Things to do
- 1) Echo the fine motor development passage, starting with "Some Signs of" and going on through "just one hand)".
- 2) According to the passage on toddler fine motor development, what percentage of school-aged children are affected by developmental coordination disorders?
- 3) Finish out the next part of the passage on toddler fine motor development, picking up after its final sentence.
Provided passage section start
Fine Motor Development in Toddlers
Feb 19, 2021 Amazingly, kids begin to develop fine motor movements as young as three-months-old! From three months until your child is a toddler, fine motor skills development will continue to progress.
Your child will progress from opening and closing their hand to writing their name with a pencil in preschool. But how do children develop fine motor skills?
In This Article
What are Fine Motor Skills?
Fine motor skills consist of the muscles and tendons in the hand and wrist used for a variety of everyday tasks related to self-care, eating, and writing. Such skills requiring fine motor movement include:
- Dressing with zippers, buttons, and ties;
- Brushing and flossing teeth;
- Writing, drawing, and painting;
- Using scissors;
- Eating with a fork, spoon, and knife;
- Drinking from a bottle, sippy cup, or cup.
All of these skills will develop for your child over time as his or her fine motor movement improves well beyond the toddler years. While most babies can tighten and relax their hands and shake a rattle by three months old, not all children develop at the same rate. Each child develops naturally at his or her own rate with fine motor movement. There is no good or bad development, just your own child’s personal development.
If you are concerned about your child’s fine motor development by the time they have reached preschool age, ALWAYS talk to your child’s pediatrician about it. Developmental coordination disorders affect 5 to 6 percent of school-aged children. Sometimes, a delay in fine motor development could signal a developmental coordination disorder. Here are some skills to keep in mind for working on fine motor skills.
Some Signs of a Developmental Coordination Disorder
- Trouble holding a writing utensil and using scissors
- Dropping objects frequently
- Difficulty holding objects like a toothbrush, spoon, and fork
- Inability to tie their shoes
To keep track of fine motor skills for your child, it’s a good idea to be aware of the average fine motor development milestones according to age.
Between the Age of 3 to 6-months-old
- Bring their hand to their mouth
- Open and close hands to make a fist
- Hold hands together
- Move a toy between their hands
- Hold and shake a toy with both hands (not just one hand)
From 6 to 12-months-old
- Start to grasp objects with a ‘raking’ motion
- Clench items with their hand
- Grasps a toy with two hands
- Points with their index finger
- Feeds self with finger foods
- Starts to grasp items using ‘pincer grip’ (thumb and index)
- Bangs objects together
- Holds toys one-handed
While it may seem like fine motor skills have developed quickly over a year, your child is just getting started! Once your child hits the one-year mark and beyond, those early fine motor skills develop into more complicated skills to help fuel independence with self-care tasks.
Provided passage section end
Study material section start
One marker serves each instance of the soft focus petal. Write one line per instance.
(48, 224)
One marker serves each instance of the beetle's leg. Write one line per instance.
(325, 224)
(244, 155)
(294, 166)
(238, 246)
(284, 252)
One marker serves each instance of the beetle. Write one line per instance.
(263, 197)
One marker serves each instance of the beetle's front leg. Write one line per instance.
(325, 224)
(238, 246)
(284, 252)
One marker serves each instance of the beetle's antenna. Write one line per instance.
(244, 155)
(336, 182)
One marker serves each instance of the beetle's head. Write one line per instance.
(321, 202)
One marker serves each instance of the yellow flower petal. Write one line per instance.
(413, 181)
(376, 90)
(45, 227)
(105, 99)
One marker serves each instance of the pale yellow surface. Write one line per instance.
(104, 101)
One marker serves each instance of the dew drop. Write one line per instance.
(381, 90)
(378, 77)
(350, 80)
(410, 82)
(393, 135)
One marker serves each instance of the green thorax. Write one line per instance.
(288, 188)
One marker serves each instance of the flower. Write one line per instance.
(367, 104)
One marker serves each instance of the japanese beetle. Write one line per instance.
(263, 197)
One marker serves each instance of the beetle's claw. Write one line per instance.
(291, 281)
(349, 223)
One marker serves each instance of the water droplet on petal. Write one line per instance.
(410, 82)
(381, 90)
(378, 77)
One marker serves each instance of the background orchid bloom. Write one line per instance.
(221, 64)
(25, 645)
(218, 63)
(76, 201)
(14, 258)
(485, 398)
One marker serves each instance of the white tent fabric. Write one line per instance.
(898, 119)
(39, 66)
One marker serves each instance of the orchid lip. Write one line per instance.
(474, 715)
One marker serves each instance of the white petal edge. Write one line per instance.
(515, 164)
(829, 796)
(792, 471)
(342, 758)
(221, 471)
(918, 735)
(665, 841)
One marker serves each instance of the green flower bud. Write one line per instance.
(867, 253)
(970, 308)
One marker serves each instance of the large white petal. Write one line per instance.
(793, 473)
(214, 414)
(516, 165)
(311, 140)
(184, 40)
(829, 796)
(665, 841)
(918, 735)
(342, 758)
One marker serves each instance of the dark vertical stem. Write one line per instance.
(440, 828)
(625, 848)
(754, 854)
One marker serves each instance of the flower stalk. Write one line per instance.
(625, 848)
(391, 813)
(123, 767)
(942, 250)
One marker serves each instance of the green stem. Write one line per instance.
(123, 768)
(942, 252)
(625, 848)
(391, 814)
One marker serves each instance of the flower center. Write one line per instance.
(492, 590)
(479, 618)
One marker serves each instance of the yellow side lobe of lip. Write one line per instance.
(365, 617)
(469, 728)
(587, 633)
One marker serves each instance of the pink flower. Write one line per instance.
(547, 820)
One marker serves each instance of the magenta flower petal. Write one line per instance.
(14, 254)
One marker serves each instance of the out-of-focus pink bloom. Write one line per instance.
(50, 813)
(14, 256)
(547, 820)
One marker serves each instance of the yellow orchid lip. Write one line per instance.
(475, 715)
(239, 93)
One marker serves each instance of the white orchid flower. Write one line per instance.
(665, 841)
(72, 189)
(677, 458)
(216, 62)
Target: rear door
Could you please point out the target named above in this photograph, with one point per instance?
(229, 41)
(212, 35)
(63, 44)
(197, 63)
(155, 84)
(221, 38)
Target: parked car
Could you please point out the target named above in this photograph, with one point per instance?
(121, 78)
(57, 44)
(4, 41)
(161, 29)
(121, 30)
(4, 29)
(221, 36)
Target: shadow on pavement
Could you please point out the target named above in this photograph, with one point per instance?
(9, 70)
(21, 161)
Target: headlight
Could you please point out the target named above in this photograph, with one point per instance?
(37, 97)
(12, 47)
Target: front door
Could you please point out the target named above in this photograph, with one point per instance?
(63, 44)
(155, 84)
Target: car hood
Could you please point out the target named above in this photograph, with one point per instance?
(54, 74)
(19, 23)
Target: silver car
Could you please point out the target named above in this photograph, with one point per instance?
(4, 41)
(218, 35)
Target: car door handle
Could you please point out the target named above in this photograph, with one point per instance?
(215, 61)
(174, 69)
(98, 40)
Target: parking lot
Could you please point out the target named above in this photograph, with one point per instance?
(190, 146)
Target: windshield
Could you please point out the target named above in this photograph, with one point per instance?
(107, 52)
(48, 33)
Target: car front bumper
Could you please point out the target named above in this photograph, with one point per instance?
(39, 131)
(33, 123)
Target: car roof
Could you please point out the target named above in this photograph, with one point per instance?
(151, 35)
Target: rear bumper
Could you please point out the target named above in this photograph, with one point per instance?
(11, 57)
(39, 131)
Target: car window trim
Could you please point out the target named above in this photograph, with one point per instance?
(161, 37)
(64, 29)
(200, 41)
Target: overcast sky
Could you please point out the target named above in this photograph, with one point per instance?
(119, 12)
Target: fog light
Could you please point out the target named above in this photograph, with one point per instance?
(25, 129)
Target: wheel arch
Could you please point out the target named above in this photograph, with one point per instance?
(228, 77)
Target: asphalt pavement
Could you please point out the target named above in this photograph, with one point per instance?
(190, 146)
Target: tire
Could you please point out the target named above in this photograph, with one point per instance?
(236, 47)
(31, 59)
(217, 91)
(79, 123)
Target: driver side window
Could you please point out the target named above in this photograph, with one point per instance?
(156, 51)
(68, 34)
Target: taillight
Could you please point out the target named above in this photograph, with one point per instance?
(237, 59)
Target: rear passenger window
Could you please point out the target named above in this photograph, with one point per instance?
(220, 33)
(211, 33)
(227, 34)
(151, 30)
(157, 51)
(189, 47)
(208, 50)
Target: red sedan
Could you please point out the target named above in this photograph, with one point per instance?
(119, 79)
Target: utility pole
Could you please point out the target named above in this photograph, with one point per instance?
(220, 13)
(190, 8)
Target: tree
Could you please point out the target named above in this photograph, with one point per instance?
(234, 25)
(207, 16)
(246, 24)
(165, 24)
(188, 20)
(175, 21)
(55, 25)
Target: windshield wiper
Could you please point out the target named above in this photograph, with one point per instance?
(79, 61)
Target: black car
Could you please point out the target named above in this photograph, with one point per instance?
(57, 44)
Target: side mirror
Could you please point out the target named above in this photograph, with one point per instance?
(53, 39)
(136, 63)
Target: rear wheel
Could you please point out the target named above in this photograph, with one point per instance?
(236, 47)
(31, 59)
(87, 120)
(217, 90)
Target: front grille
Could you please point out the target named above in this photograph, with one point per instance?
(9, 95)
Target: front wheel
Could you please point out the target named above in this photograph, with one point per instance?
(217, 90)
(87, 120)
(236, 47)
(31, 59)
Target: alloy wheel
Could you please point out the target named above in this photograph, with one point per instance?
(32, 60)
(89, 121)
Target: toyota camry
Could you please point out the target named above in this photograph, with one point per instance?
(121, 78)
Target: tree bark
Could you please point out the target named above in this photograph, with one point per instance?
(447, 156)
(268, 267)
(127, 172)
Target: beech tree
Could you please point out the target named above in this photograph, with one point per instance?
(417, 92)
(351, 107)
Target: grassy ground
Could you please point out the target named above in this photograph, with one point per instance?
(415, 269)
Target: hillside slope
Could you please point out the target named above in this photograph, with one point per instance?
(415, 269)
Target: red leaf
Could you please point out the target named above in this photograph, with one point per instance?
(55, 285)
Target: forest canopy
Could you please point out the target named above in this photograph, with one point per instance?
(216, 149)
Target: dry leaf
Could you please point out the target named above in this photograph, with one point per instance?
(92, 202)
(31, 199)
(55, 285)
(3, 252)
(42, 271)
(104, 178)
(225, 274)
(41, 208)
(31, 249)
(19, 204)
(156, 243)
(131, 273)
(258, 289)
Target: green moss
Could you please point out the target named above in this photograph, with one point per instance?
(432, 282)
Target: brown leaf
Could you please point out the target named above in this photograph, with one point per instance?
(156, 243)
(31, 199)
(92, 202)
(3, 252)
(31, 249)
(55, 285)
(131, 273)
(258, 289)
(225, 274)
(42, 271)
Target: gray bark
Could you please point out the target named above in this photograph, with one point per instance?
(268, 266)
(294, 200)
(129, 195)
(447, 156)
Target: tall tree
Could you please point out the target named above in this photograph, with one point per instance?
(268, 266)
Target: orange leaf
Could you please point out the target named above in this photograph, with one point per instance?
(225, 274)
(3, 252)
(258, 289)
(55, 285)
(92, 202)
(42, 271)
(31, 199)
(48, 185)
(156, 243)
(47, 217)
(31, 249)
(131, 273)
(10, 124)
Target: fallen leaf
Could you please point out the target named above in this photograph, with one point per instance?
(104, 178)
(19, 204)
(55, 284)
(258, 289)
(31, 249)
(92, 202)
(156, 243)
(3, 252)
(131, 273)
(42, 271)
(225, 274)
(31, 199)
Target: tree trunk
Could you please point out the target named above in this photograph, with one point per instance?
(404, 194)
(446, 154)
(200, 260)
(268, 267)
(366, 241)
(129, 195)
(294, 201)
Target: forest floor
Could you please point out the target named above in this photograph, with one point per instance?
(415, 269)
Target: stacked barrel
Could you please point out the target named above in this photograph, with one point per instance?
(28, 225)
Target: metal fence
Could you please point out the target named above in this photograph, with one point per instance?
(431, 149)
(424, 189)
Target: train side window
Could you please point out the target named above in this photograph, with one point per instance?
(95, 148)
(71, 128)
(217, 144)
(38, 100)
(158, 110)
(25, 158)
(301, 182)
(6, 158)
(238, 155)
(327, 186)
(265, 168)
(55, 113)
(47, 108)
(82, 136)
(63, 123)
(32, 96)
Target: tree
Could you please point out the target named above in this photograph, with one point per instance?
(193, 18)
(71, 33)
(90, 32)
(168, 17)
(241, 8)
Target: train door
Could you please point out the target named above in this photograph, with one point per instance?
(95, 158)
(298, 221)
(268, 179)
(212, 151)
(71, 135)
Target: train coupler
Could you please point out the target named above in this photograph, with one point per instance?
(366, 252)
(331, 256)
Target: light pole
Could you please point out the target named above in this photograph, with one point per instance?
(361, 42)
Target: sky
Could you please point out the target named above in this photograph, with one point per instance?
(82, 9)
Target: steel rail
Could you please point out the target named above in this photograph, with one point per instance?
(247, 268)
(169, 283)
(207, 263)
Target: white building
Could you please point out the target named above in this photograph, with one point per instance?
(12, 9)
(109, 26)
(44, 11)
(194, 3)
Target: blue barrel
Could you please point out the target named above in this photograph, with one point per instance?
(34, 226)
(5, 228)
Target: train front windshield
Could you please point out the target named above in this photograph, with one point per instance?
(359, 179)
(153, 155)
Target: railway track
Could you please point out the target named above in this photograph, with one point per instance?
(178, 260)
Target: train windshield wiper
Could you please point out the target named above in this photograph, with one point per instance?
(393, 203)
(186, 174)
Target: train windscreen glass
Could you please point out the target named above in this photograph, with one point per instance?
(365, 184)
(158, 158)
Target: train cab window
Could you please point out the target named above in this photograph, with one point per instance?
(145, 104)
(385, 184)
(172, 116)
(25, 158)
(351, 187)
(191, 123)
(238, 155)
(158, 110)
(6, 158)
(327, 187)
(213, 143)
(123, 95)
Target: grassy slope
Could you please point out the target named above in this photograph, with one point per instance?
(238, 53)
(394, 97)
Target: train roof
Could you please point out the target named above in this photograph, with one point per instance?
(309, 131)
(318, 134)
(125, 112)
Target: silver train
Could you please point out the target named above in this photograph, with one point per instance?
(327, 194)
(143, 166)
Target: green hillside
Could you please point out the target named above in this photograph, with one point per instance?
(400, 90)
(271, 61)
Study material section end
Set of answers
- 1)
Some Signs of a Developmental Coordination Disorder
- Trouble holding a writing utensil and using scissors
- Dropping objects frequently
- Difficulty holding objects like a toothbrush, spoon, and fork
- Inability to tie their shoes
To keep track of fine motor skills for your child, it’s a good idea to be aware of the average fine motor development milestones according to age.
Between the Age of 3 to 6-months-old
- Bring their hand to their mouth
- Open and close hands to make a fist
- Hold hands together
- Move a toy between their hands
- Hold and shake a toy with both hands (not just one hand)

- 2) Developmental coordination disorders affect 5 to 6 percent of school-aged children.

- 3)
Between 12 and 24-months-old
- Build a tower using blocks
- Draw or scribble on paper
- Use a spoon for eating
- Turn one book page at a time
- Use a pincer grasp to hold a crayon
From 2 to 3-years-of-age
- Wash hands
- Use a spoon and fork for eating
- Zip and unzip clothes
- String beads on a thread
- Turn a doorknob
Between 3 and 4-years-old
- Button clothes
- Use safety scissors correctly
- Trace different shapes on paper
As you can see, the progression of fine motor skills builds upon itself naturally for your child. But remember that every child grows and develops at his or her own rate. You are probably wondering what you can do for your child’s first four years of development to help fine motor skills. Thankfully, there are many activities you can add to your child’s day to help develop these skills!
Six Easy Fine Motor Skill Activities
Tummy time: While your baby is doing his or her tummy time, place toys in front of your baby to encourage him/her to reach and grasp for toys.
Block stacking: Help your child under one stack blocks. Most children can stack two blocks together by 12-months-old.
Play-Doh: Your child can smash, roll, flatten, or use Play-Doh tools like small plastic scissors.
Hole punch: Help your child learn the grasp required for using a hole punch.
Painting: Start with finger painting, then work your child up to using paintbrushes.
Tweezers: Have your child use tweezers to pick up and organize small items like cotton balls or pom-poms.
Although developing fine motor skills in toddlers happens progressively and naturally as your child becomes older, fine motor milestones and activities still need to be accomplished. The activities above are easy to incorporate into young children’s daily schedules and will only help further their fine motor development in preparation for preschool and beyond.